To do.
A – Reproduce word for word the passage of the article on mental health in drama training that begins with the words "Research – and" and ends with "Centre in Tottenham.".
B – Summarize the article on mental health in drama training in two sentences.

Page extract.
------------------------------

It could be that our industry attracts more than its fair share of people with mental health issues. Or maybe working in this pressurised, uncertain industry causes them. Either way, dual-registered nurse practitioner and therapist Angie Peake, who specialises in metal health in performing arts, sees many problems.
Research – and there have been several international studies – indicates that around a third of all performers have, or are likely to have, mental illness at some stage in their careers. To compare this with the population at large, it’s about one in four.
So what are drama schools doing to identify these people and provide them with the sort of proper, robust support they need to deal with or manage the problems? A group of us met last week to discuss this difficult topic at a conference, Time4Change, at the Bernie Grant Arts Centre in Tottenham.
The size of the group is a clear indicator of the crux of the problem. There were just 10 people present out of the 60 who had expressed interest and the 30 who had signed up to come. Present were the organiser, two people each from two small independent drama schools, two from an actors’ organisation, one from a college of further education, one from an accredited drama school and me. The absence of the other 12 accredited schools, the eight top schools that have chosen to no longer be accredited and the drama training umbrella organisations suggest that most people think either that there is no problem or that they’re dealing with it perfectly well, thank you.
But they’re not. We heard from everyone present at Time4Change that students routinely fail to declare pre-existing problems, which are sometimes also related to physical health, on their application and registration forms for fear of jeopardising their chances of a place.
Early in the training – usually within the first week was the rueful consensus – the mental health cracks begin to show. These can include moderate to severe depression, self-harm, sex and eating disorders, learning difficulties, bipolar disorder, behavioural problems and more. Then there are problems triggered by external factors such as substance abuse and bereavement. Bear in mind, too, that many of these young people are far from home and the familiar support mechanisms for the first time.

------------------------------

Data records.
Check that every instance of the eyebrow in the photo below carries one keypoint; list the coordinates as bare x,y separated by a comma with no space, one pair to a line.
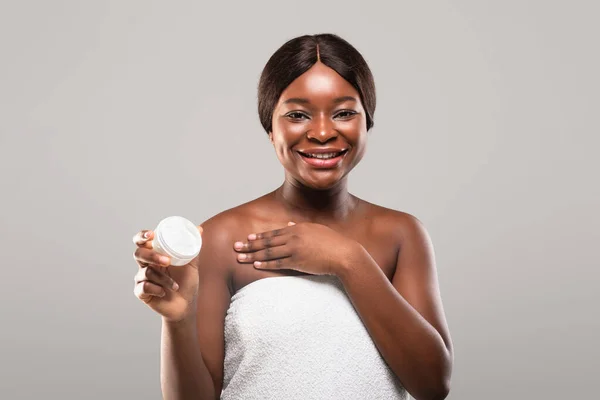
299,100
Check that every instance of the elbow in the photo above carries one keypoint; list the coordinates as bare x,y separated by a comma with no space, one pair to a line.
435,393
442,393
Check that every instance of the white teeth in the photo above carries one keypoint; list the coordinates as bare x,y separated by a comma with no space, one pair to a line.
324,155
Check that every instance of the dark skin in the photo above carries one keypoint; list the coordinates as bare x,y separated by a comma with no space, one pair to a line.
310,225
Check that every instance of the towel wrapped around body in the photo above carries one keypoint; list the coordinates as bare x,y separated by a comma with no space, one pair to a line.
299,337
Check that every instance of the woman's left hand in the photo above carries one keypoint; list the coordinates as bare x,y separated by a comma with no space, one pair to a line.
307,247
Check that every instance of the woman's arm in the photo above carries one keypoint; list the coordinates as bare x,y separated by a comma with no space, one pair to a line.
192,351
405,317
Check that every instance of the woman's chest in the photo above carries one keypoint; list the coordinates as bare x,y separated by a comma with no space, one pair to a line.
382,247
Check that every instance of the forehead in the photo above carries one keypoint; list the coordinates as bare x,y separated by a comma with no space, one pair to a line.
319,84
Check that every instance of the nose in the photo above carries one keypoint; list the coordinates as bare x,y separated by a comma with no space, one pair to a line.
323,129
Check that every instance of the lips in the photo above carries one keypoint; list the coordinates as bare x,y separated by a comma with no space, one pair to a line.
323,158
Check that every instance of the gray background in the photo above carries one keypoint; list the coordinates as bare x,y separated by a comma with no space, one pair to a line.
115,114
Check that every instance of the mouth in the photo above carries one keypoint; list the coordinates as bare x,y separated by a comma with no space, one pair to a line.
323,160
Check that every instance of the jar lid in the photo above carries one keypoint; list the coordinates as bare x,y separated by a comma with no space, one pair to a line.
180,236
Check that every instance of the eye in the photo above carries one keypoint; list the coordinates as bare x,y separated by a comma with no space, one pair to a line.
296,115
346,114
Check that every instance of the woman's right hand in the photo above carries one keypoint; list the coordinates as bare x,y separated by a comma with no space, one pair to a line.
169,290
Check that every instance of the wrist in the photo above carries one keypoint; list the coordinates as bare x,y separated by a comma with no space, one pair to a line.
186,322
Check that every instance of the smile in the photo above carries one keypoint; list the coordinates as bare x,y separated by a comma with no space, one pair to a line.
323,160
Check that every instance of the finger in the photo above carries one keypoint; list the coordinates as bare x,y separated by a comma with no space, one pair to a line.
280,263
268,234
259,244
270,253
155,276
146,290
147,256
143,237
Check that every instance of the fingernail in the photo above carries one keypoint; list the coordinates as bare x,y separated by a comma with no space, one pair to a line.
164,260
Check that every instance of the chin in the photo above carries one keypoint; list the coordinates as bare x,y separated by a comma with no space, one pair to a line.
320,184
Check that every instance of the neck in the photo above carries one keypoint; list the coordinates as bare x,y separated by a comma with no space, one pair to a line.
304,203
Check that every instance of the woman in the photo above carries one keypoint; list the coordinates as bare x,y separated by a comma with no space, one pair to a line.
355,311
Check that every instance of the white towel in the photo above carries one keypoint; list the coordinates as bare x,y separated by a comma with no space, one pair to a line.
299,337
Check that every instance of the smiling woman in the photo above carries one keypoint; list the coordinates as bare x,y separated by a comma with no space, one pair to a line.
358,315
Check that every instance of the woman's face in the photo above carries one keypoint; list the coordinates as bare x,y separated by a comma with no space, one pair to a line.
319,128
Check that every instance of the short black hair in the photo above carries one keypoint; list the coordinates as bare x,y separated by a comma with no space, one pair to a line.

------------------------------

Answers.
A –
Research – and there have been several international studies – indicates that around a third of all performers have, or are likely to have, mental illness at some stage in their careers. To compare this with the population at large, it’s about one in four.
So what are drama schools doing to identify these people and provide them with the sort of proper, robust support they need to deal with or manage the problems? A group of us met last week to discuss this difficult topic at a conference, Time4Change, at the Bernie Grant Arts Centre in Tottenham.

B – Research indicates that around a third of performers have, or are likely to have, mental illness at some stage in their careers, compared with about one in four in the general population, and a small group met at the Time4Change conference to discuss how drama schools identify and support such students. Only 10 people attended, and those present reported that students routinely withhold pre-existing problems on their application and registration forms, with mental health difficulties usually emerging within the first week of training.